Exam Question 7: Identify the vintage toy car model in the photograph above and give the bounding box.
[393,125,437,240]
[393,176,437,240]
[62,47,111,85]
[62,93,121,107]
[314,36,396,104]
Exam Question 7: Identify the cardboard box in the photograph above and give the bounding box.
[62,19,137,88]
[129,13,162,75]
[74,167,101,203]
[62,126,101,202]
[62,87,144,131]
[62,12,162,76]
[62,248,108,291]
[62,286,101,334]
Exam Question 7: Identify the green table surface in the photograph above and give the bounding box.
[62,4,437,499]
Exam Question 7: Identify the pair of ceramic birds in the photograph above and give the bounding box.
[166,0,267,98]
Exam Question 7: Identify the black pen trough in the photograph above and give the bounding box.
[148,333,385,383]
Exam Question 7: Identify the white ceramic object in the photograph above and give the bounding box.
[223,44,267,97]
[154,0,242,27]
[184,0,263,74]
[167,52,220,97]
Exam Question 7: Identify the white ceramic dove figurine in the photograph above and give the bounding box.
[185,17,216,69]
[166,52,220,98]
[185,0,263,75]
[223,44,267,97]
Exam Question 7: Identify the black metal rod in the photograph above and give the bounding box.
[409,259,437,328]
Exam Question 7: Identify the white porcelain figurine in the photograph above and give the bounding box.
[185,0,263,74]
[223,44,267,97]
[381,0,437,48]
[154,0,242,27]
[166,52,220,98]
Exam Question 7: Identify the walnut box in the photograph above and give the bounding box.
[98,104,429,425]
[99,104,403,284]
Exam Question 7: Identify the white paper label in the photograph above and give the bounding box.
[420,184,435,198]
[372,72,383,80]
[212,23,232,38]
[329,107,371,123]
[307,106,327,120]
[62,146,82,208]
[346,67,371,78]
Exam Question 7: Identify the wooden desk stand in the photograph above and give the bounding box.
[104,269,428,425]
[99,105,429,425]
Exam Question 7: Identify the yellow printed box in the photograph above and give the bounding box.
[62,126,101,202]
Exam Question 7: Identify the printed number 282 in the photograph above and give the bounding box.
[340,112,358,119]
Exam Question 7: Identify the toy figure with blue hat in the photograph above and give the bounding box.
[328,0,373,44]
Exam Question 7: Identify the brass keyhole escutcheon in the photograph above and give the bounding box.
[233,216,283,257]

-- -- --

Exercise requirements:
Starting at the line that contains "Exam Question 7: Identify the printed", restate word for word every line through the last one in the records above. Return nothing else.

Answer below:
Exam Question 7: Identify the printed number 282 in the photograph above and give the bounding box.
[340,112,358,119]
Exam Question 7: Identify the toy figure with blue hat in the photograph above and give the bounding box.
[328,0,373,44]
Exam Question 7: Identify the brass keyhole escutcheon in the photograph above and give the bounding box.
[233,216,283,257]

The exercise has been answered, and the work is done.